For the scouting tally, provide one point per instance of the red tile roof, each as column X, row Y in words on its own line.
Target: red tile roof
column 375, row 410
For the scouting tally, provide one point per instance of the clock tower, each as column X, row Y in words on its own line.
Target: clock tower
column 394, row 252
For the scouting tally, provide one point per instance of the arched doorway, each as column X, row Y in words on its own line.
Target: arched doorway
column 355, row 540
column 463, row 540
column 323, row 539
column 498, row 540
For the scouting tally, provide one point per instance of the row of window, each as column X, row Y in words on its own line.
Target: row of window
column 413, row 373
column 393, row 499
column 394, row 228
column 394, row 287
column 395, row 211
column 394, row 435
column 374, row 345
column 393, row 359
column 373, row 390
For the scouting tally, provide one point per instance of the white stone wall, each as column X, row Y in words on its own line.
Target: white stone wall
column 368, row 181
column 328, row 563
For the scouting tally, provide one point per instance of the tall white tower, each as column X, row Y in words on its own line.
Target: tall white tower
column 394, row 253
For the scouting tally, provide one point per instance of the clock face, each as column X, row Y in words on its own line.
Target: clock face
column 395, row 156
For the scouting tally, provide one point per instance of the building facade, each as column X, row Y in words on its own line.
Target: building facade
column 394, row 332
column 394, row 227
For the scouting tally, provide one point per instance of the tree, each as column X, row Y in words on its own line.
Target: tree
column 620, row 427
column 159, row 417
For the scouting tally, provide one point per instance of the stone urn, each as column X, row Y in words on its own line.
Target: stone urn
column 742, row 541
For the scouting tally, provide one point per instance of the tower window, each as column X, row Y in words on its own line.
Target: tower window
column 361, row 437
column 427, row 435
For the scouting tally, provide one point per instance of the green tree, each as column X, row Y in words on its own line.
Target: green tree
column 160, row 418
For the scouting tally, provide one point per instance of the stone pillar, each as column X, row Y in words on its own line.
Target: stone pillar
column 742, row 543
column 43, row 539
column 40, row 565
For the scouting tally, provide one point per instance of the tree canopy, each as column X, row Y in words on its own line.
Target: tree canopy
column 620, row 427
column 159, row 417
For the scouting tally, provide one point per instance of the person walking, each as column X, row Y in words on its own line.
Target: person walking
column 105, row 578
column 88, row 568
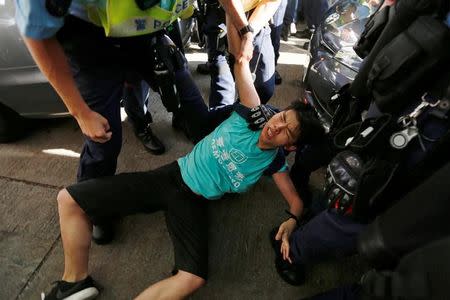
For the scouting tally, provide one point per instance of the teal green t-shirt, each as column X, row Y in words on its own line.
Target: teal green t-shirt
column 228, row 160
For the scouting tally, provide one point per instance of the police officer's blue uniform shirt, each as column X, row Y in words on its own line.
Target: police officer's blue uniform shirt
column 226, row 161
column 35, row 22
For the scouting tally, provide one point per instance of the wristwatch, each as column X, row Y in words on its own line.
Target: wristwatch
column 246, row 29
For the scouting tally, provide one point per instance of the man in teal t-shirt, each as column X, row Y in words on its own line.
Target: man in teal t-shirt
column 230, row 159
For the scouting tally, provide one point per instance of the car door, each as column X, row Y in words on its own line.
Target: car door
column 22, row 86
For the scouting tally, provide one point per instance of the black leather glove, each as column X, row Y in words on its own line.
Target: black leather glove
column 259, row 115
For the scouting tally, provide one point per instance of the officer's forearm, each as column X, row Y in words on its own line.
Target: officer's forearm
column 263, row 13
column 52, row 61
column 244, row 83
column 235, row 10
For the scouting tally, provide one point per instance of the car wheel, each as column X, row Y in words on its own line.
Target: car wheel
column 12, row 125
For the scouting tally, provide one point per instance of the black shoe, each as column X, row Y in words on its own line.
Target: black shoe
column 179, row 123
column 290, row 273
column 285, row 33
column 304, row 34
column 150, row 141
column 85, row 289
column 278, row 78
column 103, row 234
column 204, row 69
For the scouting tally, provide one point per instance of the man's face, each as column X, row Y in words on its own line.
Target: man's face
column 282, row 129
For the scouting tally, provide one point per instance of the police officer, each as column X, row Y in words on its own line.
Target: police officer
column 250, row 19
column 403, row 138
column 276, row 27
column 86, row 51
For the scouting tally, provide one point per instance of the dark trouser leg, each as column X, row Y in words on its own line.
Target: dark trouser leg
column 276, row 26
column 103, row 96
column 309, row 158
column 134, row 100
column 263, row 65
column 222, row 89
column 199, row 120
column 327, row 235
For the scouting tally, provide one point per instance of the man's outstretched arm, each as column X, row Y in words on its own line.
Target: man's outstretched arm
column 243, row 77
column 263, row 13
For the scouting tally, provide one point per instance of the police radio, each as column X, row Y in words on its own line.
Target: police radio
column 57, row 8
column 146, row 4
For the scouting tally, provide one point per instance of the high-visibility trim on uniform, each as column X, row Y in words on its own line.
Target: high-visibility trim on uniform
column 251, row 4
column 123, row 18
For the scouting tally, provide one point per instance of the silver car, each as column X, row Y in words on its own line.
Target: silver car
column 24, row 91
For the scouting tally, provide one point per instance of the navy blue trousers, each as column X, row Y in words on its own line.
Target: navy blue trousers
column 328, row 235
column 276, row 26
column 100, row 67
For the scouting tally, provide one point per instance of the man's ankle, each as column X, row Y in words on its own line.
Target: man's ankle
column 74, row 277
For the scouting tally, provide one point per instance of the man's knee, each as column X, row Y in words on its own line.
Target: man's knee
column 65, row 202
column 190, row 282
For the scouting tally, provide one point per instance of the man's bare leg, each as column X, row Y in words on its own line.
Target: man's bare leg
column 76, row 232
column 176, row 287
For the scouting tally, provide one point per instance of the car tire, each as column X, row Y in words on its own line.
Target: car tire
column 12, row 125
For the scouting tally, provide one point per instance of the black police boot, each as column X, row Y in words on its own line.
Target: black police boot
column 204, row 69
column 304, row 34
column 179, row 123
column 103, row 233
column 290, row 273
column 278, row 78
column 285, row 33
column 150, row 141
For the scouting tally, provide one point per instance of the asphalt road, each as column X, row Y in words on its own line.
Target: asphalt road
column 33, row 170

==

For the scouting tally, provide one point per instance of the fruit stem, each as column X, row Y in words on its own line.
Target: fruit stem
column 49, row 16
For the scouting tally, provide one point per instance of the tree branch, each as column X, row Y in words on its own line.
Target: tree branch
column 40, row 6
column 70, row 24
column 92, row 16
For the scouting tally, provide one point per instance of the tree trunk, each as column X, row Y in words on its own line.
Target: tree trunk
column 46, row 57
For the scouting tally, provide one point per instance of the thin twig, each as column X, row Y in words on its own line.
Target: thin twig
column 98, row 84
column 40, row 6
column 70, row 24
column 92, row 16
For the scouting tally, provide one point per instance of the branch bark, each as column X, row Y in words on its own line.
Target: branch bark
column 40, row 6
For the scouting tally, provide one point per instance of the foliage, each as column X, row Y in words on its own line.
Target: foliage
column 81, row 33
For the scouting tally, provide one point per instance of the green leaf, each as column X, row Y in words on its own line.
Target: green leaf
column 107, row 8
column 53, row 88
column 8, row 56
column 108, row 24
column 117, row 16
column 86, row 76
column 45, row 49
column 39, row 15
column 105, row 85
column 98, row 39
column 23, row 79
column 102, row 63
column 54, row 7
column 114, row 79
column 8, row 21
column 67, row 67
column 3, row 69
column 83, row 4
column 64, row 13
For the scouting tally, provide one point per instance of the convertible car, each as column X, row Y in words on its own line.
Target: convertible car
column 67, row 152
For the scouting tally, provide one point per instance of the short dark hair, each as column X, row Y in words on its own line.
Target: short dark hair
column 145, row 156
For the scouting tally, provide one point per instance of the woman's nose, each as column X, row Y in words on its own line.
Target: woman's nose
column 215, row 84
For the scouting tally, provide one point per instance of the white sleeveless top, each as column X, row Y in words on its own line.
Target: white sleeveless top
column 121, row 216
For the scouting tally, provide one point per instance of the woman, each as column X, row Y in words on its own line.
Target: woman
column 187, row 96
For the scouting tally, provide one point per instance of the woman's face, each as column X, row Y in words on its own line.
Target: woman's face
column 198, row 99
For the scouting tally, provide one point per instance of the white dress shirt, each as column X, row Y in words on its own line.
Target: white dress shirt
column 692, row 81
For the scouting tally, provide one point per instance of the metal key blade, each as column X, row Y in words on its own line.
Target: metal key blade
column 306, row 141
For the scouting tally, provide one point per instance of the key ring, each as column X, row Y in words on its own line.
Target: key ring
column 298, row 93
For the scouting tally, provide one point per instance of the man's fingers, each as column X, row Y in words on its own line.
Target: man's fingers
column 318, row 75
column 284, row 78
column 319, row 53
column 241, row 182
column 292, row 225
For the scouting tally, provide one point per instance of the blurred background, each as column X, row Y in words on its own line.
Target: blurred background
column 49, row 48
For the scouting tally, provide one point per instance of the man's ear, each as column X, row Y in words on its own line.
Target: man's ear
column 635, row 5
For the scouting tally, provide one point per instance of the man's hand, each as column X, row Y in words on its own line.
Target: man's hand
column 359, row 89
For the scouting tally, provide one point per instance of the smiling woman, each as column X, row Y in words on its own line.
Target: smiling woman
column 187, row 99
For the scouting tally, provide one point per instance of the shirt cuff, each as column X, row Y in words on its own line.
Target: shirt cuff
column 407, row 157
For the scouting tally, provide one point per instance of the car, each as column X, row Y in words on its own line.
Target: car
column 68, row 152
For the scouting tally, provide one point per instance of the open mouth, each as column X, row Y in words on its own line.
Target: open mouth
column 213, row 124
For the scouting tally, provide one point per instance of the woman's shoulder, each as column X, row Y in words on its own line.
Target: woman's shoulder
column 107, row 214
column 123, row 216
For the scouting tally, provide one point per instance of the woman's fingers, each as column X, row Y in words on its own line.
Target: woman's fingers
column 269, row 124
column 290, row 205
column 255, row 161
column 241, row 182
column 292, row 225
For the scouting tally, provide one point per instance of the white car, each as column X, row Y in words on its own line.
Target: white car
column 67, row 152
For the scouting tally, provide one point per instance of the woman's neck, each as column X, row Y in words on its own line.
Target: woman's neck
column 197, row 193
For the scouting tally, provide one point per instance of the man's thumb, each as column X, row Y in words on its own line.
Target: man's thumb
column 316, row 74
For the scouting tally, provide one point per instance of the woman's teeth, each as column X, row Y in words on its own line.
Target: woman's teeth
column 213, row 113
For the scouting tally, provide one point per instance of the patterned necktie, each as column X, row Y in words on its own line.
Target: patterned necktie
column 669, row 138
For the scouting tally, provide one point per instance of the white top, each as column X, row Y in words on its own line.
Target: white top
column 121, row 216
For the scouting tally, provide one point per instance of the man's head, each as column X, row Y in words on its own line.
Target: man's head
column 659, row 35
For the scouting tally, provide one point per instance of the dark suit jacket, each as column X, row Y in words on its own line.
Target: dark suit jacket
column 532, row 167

==

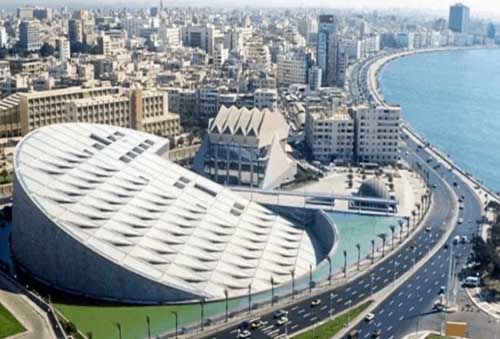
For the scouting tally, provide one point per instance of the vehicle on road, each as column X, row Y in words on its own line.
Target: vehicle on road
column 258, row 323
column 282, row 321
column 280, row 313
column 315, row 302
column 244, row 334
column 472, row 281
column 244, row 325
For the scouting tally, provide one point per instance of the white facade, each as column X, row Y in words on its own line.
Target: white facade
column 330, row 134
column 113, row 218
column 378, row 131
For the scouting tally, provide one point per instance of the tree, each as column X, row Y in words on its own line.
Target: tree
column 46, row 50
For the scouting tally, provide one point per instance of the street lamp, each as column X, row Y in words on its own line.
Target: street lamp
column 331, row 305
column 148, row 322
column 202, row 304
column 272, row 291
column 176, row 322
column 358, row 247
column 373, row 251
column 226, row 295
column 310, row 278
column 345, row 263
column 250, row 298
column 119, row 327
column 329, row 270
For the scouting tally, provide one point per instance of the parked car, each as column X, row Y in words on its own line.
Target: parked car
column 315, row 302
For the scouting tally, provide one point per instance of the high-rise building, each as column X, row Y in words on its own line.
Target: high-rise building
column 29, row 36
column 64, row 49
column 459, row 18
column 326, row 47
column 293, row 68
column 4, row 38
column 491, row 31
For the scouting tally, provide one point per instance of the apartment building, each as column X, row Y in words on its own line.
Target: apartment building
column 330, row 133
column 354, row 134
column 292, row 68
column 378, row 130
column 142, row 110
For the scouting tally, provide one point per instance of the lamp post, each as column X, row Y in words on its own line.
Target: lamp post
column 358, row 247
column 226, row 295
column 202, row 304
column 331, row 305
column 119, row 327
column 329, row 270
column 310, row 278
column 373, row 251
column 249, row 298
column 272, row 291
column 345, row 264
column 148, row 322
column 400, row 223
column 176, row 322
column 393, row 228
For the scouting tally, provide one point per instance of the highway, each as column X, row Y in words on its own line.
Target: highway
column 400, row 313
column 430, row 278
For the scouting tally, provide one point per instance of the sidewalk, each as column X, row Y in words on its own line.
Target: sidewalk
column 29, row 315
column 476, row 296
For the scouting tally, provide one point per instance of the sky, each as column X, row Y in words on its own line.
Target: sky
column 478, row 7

YOUR INSTRUCTIONS
From the data above, output only the lines between the line containing "the red tile" and the line containing "of the arched", inclusive, exactly as written.

WRITTEN SOLUTION
For the scouting tally, provide one point per instance of the red tile roof, each as column X, row Y in words on its own line.
Target: red tile roof
column 375, row 410
For the scouting tally, provide one point per instance of the clock tower, each as column X, row Y in words on its own line.
Target: clock tower
column 394, row 252
For the scouting tally, provide one point per instance of the arched doorway, each as column X, row Y in words on its own line.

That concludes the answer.